Carolina Football uses high-tech mouthguards to measure on-field head impacts

The use of the NFL’s mouthguard sensor at the collegiate level will broaden, inform injury reduction efforts for elite athletes.

A mouthguard in a container.
A series of tiny sensors fitted into the customized mouthguard records kinematic data such as impact speed, direction, force, location and severity. (Photo by Carolina Athletics)

The University of North Carolina at Chapel Hill is teaming up with the National Football League to measure on-field head impacts using high-tech mouthguards. The NFL announced the pilot program today that includes four research universities.

The Tar Heels have worn the smart mouthguards throughout the 2021 football season, and they are currently used by 10 NFL clubs, and players at the University of Alabama, University of Wisconsin and the University of Washington.

For every tackle and hit, a series of tiny sensors fitted into the customized mouthguard records kinematic data such as impact speed, direction, force, location and severity. The data collected will inform injury reduction efforts at the professional and collegiate levels.

“The University of North Carolina has always been at the forefront of research in many areas, and particularly, player safety research,” said Mack Brown, head football coach at UNC-Chapel Hill.

The program is overseen by the NFL’s Jennifer Langton, senior vice president of health and safety innovation. At UNC-Chapel Hill, Jason Mihalik, co-director of the Matthew Gfeller Center in the College of Arts & Sciences and national leader in sports-related concussions research, will take the lead.

Each university will receive an analysis specific to their team to help inform their own efforts to advance player health and safety.

“I’m glad our sports medicine and human performance staffs are partnering with Dr. Jason Mihalik and his research team in the Matthew Gfeller Center to continue their national leadership in this area,” Brown said. “Player safety is important to the health of our game, so anything we can do to assist in gathering research that could potentially make the game safer, we’re happy to do. We’re proud to join these other prestigious Universities and hope this program will continue to make a difference with injury prevention.”

○ ○ ○

WORK INSTRUCTION 1:
In the mouthguard article, replace "Tar Heels" with "Carolina players" and write out the passage between "The use of the" and "University of Washington.", inclusive.
WORK INSTRUCTION 2:
According to the mouthguard article, who oversees the program for the NFL?
WORK INSTRUCTION 3:
Extend the article on Carolina Football's mouthguard sensors past its final sentence.

PROVIDED MATERIAL:
○ ○ ○

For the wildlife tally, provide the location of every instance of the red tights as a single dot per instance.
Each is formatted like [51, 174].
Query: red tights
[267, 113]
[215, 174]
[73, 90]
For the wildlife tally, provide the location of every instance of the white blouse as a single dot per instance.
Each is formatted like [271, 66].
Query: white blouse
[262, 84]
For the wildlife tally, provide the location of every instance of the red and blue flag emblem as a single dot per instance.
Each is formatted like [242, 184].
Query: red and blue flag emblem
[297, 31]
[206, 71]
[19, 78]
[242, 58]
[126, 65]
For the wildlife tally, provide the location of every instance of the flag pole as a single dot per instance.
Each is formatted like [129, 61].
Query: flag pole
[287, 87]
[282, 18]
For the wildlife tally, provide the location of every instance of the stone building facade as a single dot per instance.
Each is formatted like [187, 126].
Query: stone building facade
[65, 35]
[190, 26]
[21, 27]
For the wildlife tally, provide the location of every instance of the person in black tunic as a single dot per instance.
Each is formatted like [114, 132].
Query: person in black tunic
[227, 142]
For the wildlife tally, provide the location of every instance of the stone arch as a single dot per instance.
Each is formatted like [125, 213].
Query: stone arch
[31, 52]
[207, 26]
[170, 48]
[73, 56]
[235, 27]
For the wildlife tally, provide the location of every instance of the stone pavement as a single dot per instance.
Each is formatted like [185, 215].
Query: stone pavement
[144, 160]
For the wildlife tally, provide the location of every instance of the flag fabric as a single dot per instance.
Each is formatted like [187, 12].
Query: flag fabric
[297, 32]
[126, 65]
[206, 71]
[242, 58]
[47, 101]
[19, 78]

○ ○ ○

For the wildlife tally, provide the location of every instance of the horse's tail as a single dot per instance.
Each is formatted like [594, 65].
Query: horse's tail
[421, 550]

○ ○ ○

EXPECTED ANSWER 1:
The use of the NFL’s mouthguard sensor at the collegiate level will broaden, inform injury reduction efforts for elite athletes.

A mouthguard in a container.
A series of tiny sensors fitted into the customized mouthguard records kinematic data such as impact speed, direction, force, location and severity. (Photo by Carolina Athletics)

The University of North Carolina at Chapel Hill is teaming up with the National Football League to measure on-field head impacts using high-tech mouthguards. The NFL announced the pilot program today that includes four research universities.

The Carolina players have worn the smart mouthguards throughout the 2021 football season, and they are currently used by 10 NFL clubs, and players at the University of Alabama, University of Wisconsin and the University of Washington.

EXPECTED ANSWER 2:
Jennifer Langton, the NFL's senior vice president of health and safety innovation.

EXPECTED ANSWER 3:
Collected data are anonymized and analyzed by the NFL-NFLPA’s independent engineering experts at Biocore.

The information will inform the NFL’s approach to injury reduction and safety which it has prioritized with rules changes and the continued advancement of better-performing equipment, like position-specific helmets.

“Sophisticated and specific data collection is central to our work to find better ways to research, diagnose, understand and better prevent injuries,” said NFL Chief Medical Officer Dr. Allen Sills. “We are excited to establish this partnership with not only nationally recognized collegiate football programs who have a direct pipeline to the NFL, but also with esteemed research universities to expand the universe of inputs from which we can analyze, draw conclusions and develop recommendations for how to make the game safer.”

The mouthguard sensor program launched in 2019 as part of the NFL’s $60 million commitment under the Engineering Roadmap to promote health and safety initiatives. The partnership with these four universities is an expansion of the NFL’s broader approach to driving innovation in the sport, and is the first phase of a program the league expects to expand to additional universities in the coming months and years.

The NFL is committed to upholding the highest ethical standards for scientific research studies such as this one. Each of the participating university’s Independent Review Boards has reviewed and approved the terms of this study.